EXTRAIT FOURNI:
Je suis très sensible, Monsieur le président, aux mots que vous venez de prononcer en direction des personnels de l'ambassade qui effectuent un travail difficile et comportant des risques. Venant du président de la commission des affaires étrangères du Sénat, cet hommage rendu aux diplomates de terrain est important.
La situation à laquelle nous assistons sur le terrain depuis huit mois est une très grave crise des droits de l'homme en Syrie. Le bilan humain de la répression des manifestations est dramatique : au moins 4000 morts, et ce bilan est sans doute sous-estimé, des dizaines de milliers de personnes emprisonnées, souvent torturées, parfois disparues. Derrière cette situation, les besoins humanitaires sont croissants : d'abord, dans les poches assiégées par les forces de sécurité -je pense à certains quartiers de villes comme Homs et qui sont des lieux de combats-, ensuite l'accès aux soins pour les victimes de la répression, comme l'a noté la commission d'enquête du Conseil des droits de l'homme des Nations unies, et pour lesquelles les hôpitaux ne sont plus des lieux de soins mais des lieux d'insécurité, enfin pour les familles des victimes de la répression, des centaines de milliers, qui n'ont plus accès aux besoins élémentaires. La dégradation va se poursuivre, les besoins vont croître.
Sur le terrain, le rapport de force reste aujourd'hui encore favorable au régime. L'appareil de direction politique comme l'appareil de sécurité restent apparemment unis. Les forces de sécurité sont bien équipées et entraînées, leur puissance de feu n'a pas été exploitée dans sa totalité.

CONSIGNE ÉCRITE A: Relevez chaque ligne des enregistrements contenant la chaîne « plate », en respectant la casse.

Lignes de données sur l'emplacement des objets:
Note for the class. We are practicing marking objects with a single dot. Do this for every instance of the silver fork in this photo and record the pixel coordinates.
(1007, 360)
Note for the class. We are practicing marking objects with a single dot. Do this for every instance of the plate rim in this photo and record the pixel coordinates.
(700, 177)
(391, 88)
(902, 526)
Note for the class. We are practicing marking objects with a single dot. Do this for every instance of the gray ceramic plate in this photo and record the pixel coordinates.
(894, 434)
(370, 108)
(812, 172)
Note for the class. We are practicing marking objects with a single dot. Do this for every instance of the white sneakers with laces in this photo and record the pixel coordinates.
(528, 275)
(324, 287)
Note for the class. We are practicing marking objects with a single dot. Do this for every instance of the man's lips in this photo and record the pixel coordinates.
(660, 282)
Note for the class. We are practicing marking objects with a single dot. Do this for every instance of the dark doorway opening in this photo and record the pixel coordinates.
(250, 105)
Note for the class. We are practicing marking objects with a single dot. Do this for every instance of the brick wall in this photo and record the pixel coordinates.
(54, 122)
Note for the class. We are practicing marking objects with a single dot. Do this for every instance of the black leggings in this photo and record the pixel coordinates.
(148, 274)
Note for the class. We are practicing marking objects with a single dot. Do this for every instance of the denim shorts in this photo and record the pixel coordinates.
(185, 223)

CONSIGNE ÉCRITE B: Sur quels éléments l'extrait sur la Syrie s'appuie-t-il pour affirmer que le rapport de force reste favorable au régime ? Répondez en une à trois phrases.

CORRIGÉ COMPLET A:
Note for the class. We are practicing marking objects with a single dot. Do this for every instance of the plate rim in this photo and record the pixel coordinates.
Note for the class. We are practicing marking objects with a single dot. Do this for every instance of the gray ceramic plate in this photo and record the pixel coordinates.

CORRIGÉ COMPLET B: L'appareil de direction politique et l'appareil de sécurité restent apparemment unis. Les forces de sécurité sont bien équipées et entraînées, et leur puissance de feu n'a pas été exploitée dans sa totalité.